Top of Document segment
Respiratory Care Essential Job Functions

The effective respiratory therapist is an individual with an interest in working with and helping people, and possesses an aptitude in math and science. The respiratory therapist must have the mechanical aptitude to work with equipment used to deliver therapy, as well as sophisticated life support, diagnostic, and monitoring instruments. They should be in good health and possess the necessary physical attributes to move freely and quickly about healthcare facilities (sometimes in confined spaces), be on their feet for an extended period of time, and assist in the positioning/moving of patients and equipment. Therapists must have the physical ability to perform cardiopulmonary resuscitation (external cardiac compressions) and the tactile sensitivity to draw blood, as necessary.

The physical aspects of the job require considerable effort on a constant basis as in lifting, pulling, or pushing heavy loads (e.g. bulky, awkward, more than 50 lbs.) The respiratory therapist is viewed as a model for good health practices, and thus smoking by respiratory students and practicing therapists is strongly discouraged.

Respiratory therapists must have the ability to manage time effectively, exercise independent judgment, assume responsibility for their own work/actions, and sometimes work under stressful conditions. They must possess ethical judgment, integrity, honesty, dependability, and accountability.

It is necessary for prospective Respiratory Care students to realize the cognitive, psychomotor, and behavioral skills that must be mastered to successfully complete the curriculum. The essential functions of a student enrolled into the Respiratory Care program requires that the student, with or without reasonable accommodations, be able to:

  1. Demonstrate the ability to perform essential functions for a maximum of a 10-hour shift.
  2. Demonstrate the ability to protect a patient when the patient is standing and ambulating on all surfaces with or without the use of assistive devices, including canes, crutches, and walkers.
  3. Demonstrate the ability to safely move a patient weighing more than 100 pounds from one surface to another using the appropriate level of help.
  4. Demonstrate safe body mechanics in the process of all patient treatments, including lifting and carrying small equipment (less than 50 pounds) and moving large equipment (more than 50 pounds).
Bottom of Document segment
* Activity list *
**1.** In the respiratory care job functions text, what is the longest shift for which a student must be able to perform essential functions?
**2.** List every quality named in the sentence beginning "They must possess" in the respiratory care job functions text.
**3.** Go on with the respiratory care job functions text, picking up after its fourth numbered item.
Top of Record set
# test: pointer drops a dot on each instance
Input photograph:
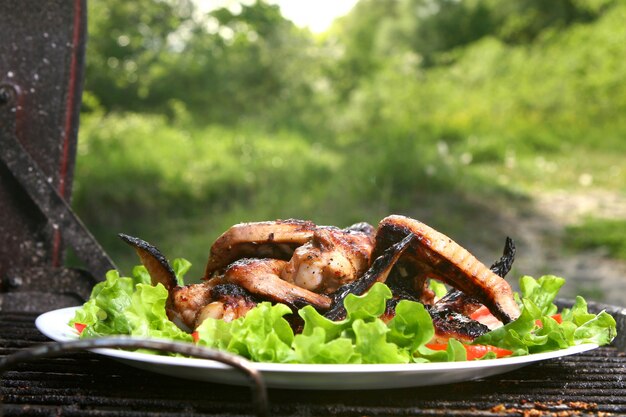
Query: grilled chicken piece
(188, 300)
(157, 265)
(230, 302)
(435, 255)
(379, 271)
(274, 239)
(261, 277)
(449, 324)
(461, 303)
(333, 257)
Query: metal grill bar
(85, 384)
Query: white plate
(306, 376)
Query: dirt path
(539, 233)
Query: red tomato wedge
(474, 351)
(79, 327)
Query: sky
(317, 15)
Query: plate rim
(41, 322)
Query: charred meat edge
(274, 239)
(378, 272)
(261, 277)
(157, 265)
(442, 258)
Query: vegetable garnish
(131, 306)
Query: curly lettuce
(131, 306)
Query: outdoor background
(482, 118)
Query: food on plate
(292, 291)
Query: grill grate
(85, 384)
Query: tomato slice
(79, 327)
(474, 351)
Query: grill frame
(86, 384)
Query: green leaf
(147, 317)
(372, 345)
(438, 288)
(314, 348)
(369, 306)
(411, 327)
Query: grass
(606, 234)
(453, 146)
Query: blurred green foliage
(447, 110)
(606, 234)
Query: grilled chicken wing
(230, 302)
(436, 255)
(331, 258)
(273, 239)
(261, 277)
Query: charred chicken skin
(298, 263)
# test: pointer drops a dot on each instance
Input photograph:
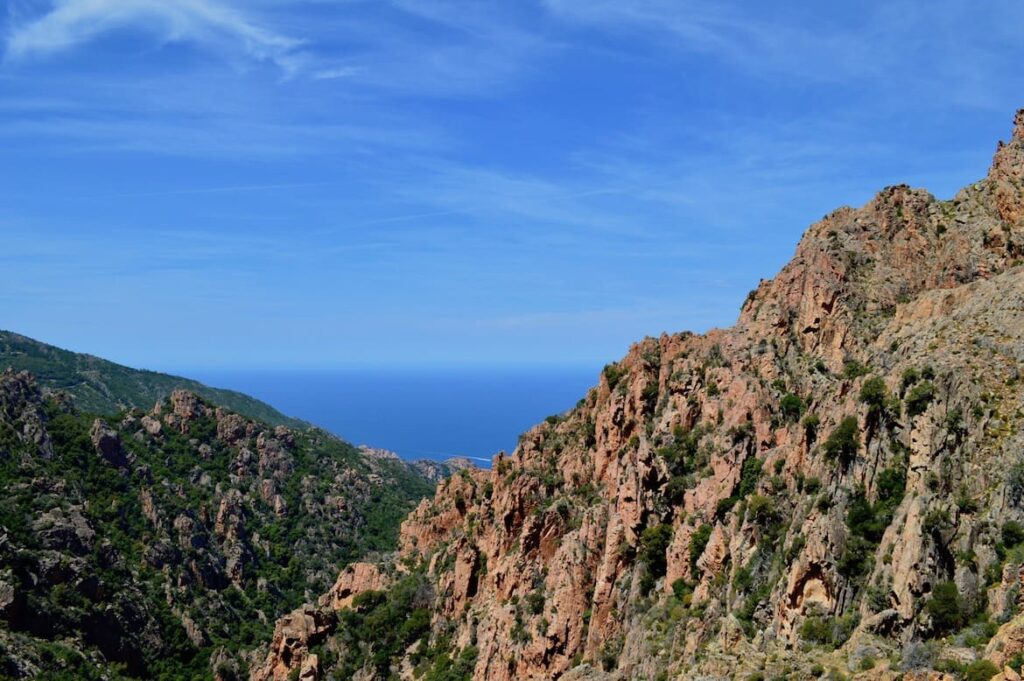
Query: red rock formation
(688, 437)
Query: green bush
(698, 542)
(844, 442)
(920, 397)
(792, 407)
(853, 369)
(613, 374)
(811, 423)
(980, 670)
(1013, 534)
(875, 394)
(946, 608)
(749, 475)
(653, 545)
(761, 510)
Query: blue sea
(419, 414)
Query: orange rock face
(698, 506)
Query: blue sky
(307, 183)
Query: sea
(418, 413)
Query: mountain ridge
(104, 387)
(833, 486)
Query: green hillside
(99, 386)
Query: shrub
(535, 601)
(811, 423)
(749, 476)
(676, 488)
(613, 374)
(1015, 483)
(843, 443)
(980, 670)
(653, 544)
(828, 631)
(920, 397)
(761, 510)
(875, 393)
(918, 655)
(910, 376)
(853, 369)
(1013, 534)
(698, 542)
(792, 407)
(946, 608)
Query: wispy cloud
(73, 23)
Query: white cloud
(73, 23)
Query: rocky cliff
(162, 544)
(835, 485)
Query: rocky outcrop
(790, 493)
(128, 542)
(293, 637)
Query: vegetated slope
(99, 386)
(162, 544)
(836, 482)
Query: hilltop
(100, 386)
(832, 487)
Bottom of Record set
* Replies *
**1.** A 10-hour shift.

**2.** Ethical judgment, integrity, honesty, dependability, and accountability.

**3.**
  5. Demonstrate the ability to manipulate dials on equipment.
  6. Demonstrate the ability to coordinate simultaneous motions.
  7. Demonstrate the ability to perform occasional overhead extension.
  8. Demonstrate the ability to hear blood pressure, heart, and lung sounds with or without corrective devices.
  9. Demonstrate the ability to palpate soft tissue including pulse, muscle, and bones.
  10. Demonstrate the ability to perform interventions such as sterile procedures, dressing changes, and administering of medications (including dosage calculations when necessary) following infection control procedures.
  11. Demonstrate adaptability to change in a dynamic healthcare environment.
  12. Demonstrate the ability to establish effective relations with others.
  13. Demonstrate the ability to communicate effectively, safely, and efficiently in English by:
    1. explaining procedures.
    2. receiving information from others.
    3. receiving information from written documents.
    4. exhibiting appropriate interpersonal skills.
    5. conveying information to others verbally.
    6. conveying information to others in writing.
  14. Demonstrate the ability to distinguish color changes.
  15. Demonstrate the ability to detect an unsafe environment and carry out appropriate emergency procedures including:
    1. detecting subtle environment changes and odors including, but not limited to the smell of burning electrical equipment, smoke and spills.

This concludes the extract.